■ TASK OBJECTIVE ■
The lines to copy are those in the records below that hold the word "beam".

■ DATA TO USE ■
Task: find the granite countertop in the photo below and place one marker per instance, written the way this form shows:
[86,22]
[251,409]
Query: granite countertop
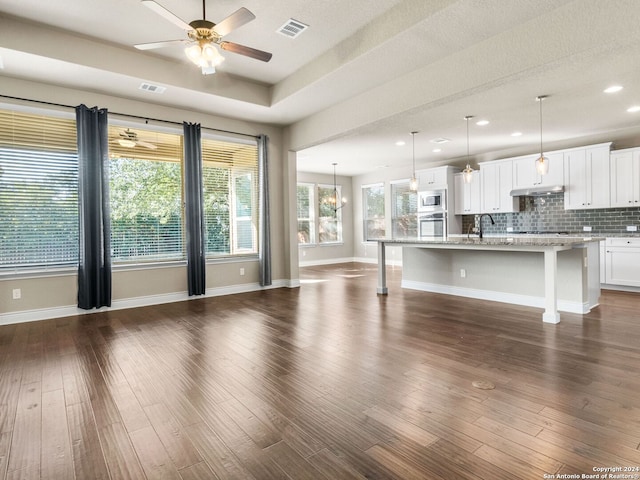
[488,241]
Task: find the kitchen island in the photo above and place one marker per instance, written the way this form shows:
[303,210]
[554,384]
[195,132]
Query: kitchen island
[554,273]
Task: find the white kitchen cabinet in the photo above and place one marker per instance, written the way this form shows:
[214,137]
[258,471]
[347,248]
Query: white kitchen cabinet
[433,178]
[467,195]
[525,174]
[586,175]
[496,179]
[603,262]
[623,261]
[625,178]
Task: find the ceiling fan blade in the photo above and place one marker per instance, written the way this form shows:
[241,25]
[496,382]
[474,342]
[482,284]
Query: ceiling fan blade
[233,21]
[163,12]
[147,144]
[246,51]
[151,46]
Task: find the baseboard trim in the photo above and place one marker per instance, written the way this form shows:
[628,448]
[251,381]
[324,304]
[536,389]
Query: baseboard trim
[328,261]
[502,297]
[134,302]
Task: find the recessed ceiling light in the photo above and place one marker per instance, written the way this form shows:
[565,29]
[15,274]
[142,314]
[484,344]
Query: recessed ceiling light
[613,89]
[148,87]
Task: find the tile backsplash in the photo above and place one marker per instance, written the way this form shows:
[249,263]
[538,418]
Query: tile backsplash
[547,214]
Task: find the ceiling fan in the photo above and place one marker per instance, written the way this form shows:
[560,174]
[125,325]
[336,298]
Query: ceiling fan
[203,34]
[129,139]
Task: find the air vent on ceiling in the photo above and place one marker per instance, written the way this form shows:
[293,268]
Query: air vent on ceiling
[147,87]
[292,28]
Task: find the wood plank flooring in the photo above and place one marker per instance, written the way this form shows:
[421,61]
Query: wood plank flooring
[328,381]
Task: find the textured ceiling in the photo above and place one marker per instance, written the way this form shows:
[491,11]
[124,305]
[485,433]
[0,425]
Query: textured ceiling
[364,74]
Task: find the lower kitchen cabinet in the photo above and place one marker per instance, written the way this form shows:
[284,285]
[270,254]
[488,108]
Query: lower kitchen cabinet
[622,263]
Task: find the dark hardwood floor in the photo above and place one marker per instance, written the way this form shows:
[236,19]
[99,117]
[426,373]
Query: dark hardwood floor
[327,381]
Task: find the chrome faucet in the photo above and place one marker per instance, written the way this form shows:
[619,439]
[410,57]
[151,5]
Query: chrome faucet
[480,223]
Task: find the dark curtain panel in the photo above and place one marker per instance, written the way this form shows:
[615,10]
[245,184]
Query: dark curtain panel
[94,269]
[194,209]
[265,220]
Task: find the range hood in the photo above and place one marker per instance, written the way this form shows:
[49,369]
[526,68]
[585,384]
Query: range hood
[537,191]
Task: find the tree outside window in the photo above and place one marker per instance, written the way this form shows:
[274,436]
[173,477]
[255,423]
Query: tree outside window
[373,211]
[329,217]
[306,209]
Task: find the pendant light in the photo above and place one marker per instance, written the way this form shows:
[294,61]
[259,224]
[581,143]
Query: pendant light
[413,183]
[542,163]
[467,173]
[337,203]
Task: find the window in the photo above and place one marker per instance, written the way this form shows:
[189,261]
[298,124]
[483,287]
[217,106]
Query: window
[318,219]
[329,217]
[38,191]
[146,197]
[230,185]
[373,211]
[306,210]
[404,208]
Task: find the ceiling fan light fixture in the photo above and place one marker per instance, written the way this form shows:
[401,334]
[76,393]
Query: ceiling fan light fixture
[194,53]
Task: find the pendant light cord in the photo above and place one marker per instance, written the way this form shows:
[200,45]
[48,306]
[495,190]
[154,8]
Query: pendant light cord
[413,141]
[540,98]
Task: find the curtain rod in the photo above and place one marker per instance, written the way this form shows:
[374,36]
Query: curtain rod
[138,117]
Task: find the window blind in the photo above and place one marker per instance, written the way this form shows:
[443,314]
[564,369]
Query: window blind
[38,191]
[404,208]
[146,197]
[305,208]
[230,187]
[373,211]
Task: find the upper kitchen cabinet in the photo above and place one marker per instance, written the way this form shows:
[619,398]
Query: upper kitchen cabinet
[625,178]
[467,195]
[433,178]
[496,180]
[525,174]
[587,174]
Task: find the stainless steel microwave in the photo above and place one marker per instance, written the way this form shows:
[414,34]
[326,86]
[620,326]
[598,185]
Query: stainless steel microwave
[431,200]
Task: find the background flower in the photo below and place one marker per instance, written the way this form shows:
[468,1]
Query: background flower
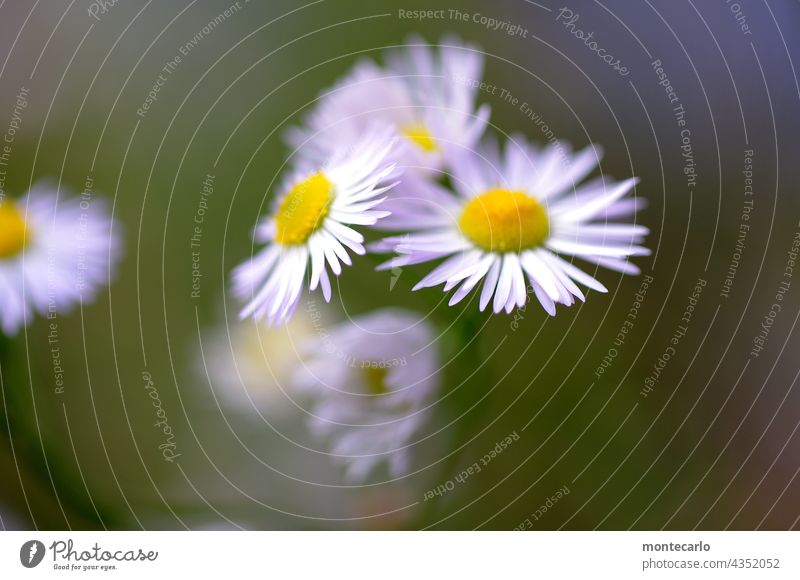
[426,93]
[371,381]
[55,251]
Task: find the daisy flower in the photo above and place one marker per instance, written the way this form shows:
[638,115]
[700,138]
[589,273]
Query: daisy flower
[371,380]
[511,218]
[310,226]
[53,253]
[427,95]
[249,365]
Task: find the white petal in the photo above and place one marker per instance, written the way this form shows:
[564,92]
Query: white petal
[490,283]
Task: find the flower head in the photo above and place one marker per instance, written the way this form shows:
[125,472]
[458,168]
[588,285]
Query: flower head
[53,253]
[427,95]
[371,381]
[311,225]
[510,217]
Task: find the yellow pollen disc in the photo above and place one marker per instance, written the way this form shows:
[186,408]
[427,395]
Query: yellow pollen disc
[418,134]
[375,379]
[13,230]
[303,210]
[501,220]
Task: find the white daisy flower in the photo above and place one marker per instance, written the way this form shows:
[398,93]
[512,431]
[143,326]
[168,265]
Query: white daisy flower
[426,94]
[310,225]
[54,252]
[249,366]
[511,217]
[371,380]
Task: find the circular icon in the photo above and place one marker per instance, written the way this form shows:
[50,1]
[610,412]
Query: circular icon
[31,553]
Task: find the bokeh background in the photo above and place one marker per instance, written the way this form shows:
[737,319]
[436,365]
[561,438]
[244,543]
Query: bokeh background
[713,446]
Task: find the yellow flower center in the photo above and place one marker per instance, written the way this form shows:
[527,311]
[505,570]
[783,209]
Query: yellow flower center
[419,135]
[502,220]
[303,210]
[375,379]
[13,230]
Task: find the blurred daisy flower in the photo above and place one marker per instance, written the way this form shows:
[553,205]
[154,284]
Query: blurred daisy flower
[427,95]
[54,252]
[310,224]
[371,381]
[510,217]
[249,366]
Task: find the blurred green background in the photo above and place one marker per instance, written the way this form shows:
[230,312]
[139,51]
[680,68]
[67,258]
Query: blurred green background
[713,446]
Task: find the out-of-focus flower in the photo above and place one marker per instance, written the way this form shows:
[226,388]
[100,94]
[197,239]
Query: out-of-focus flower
[510,217]
[371,381]
[249,365]
[427,95]
[310,224]
[54,252]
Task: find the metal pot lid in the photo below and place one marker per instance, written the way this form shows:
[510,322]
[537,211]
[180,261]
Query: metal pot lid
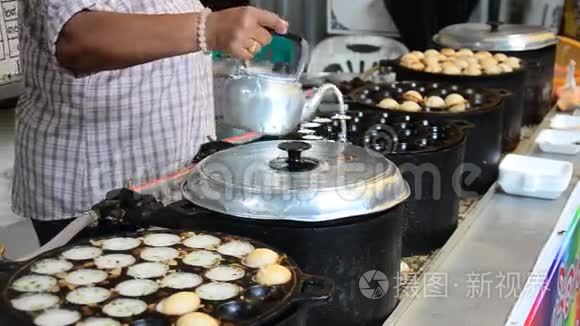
[495,37]
[298,181]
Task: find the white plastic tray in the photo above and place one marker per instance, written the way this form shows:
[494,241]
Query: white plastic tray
[534,177]
[559,141]
[565,122]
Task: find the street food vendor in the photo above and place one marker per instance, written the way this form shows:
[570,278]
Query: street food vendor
[116,92]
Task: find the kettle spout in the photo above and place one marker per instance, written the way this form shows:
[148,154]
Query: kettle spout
[311,106]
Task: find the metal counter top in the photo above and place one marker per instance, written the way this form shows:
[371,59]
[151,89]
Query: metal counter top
[475,279]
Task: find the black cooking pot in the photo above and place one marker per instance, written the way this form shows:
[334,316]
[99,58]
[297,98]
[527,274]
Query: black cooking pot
[321,222]
[430,155]
[256,305]
[513,104]
[540,66]
[485,114]
[534,44]
[345,250]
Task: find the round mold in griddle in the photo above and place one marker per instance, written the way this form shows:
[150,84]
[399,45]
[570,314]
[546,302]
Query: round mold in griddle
[265,302]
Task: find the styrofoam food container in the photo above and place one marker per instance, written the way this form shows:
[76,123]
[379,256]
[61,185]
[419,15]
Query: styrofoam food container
[564,121]
[559,141]
[534,177]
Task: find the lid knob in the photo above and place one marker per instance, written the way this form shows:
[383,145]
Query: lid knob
[294,162]
[494,26]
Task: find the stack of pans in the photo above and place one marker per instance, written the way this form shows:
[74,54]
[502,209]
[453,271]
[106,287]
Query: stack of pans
[484,115]
[430,156]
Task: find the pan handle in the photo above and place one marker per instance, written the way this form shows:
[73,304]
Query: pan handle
[315,289]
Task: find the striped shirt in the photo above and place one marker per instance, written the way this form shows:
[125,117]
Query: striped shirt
[79,137]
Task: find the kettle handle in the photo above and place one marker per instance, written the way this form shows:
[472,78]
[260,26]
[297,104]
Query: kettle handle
[304,51]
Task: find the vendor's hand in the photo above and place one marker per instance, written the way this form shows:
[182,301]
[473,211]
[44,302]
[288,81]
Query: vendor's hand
[242,31]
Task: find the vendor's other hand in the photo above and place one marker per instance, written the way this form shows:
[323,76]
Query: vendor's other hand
[242,31]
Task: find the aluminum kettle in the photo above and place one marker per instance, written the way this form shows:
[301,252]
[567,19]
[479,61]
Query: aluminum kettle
[271,103]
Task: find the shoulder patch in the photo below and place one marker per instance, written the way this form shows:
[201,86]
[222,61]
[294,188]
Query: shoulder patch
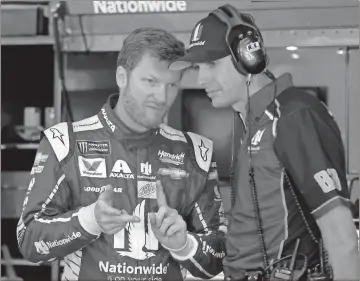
[203,148]
[58,136]
[88,124]
[171,133]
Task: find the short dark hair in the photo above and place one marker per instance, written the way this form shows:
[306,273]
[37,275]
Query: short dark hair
[158,42]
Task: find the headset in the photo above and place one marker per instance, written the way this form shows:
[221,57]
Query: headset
[247,48]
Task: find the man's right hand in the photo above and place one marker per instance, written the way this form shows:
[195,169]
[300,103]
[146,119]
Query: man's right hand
[110,219]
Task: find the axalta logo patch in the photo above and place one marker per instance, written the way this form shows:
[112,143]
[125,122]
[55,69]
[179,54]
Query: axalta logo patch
[123,268]
[111,124]
[146,189]
[166,157]
[92,167]
[128,7]
[101,189]
[44,247]
[88,147]
[121,170]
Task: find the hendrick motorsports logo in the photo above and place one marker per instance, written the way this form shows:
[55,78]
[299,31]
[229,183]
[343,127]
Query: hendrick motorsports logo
[44,247]
[125,7]
[88,147]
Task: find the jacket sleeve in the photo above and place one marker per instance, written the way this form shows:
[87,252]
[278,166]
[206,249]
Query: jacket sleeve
[206,225]
[309,145]
[49,228]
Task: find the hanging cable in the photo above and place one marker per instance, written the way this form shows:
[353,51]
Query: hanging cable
[59,14]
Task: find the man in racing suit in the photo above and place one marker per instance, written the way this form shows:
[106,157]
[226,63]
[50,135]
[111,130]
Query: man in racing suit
[74,164]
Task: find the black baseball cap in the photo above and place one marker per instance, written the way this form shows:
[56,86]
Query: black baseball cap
[207,43]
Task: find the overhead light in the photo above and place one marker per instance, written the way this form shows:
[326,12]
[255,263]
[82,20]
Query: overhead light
[340,52]
[291,48]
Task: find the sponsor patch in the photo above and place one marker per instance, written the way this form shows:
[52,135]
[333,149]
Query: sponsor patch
[111,124]
[121,170]
[101,189]
[44,247]
[88,124]
[92,167]
[174,173]
[146,189]
[87,147]
[166,157]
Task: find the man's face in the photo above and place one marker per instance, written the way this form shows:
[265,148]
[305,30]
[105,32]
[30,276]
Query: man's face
[222,82]
[148,90]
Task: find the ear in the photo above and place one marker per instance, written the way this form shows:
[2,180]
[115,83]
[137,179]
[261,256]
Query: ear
[121,77]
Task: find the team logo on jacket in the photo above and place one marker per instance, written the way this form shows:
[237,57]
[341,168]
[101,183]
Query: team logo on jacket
[92,167]
[88,147]
[203,151]
[101,189]
[111,124]
[57,135]
[39,158]
[121,170]
[146,189]
[146,172]
[255,141]
[166,157]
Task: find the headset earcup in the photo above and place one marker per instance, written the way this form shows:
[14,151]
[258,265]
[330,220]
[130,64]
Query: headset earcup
[252,54]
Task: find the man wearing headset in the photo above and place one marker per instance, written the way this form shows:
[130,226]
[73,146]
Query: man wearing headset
[290,187]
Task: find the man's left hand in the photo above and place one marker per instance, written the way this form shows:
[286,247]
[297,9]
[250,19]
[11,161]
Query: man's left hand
[168,226]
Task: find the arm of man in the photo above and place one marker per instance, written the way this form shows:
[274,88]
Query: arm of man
[308,143]
[206,232]
[340,238]
[48,228]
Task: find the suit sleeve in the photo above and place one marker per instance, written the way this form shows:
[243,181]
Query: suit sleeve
[206,222]
[309,145]
[48,228]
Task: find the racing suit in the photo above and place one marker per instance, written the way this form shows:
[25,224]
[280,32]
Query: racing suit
[74,163]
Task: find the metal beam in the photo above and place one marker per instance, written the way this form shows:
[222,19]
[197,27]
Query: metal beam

■ YOUR SOLUTION ■
Task: find the metal beam in the photo above and place one marker per instance, written the way this form shows:
Query: metal beam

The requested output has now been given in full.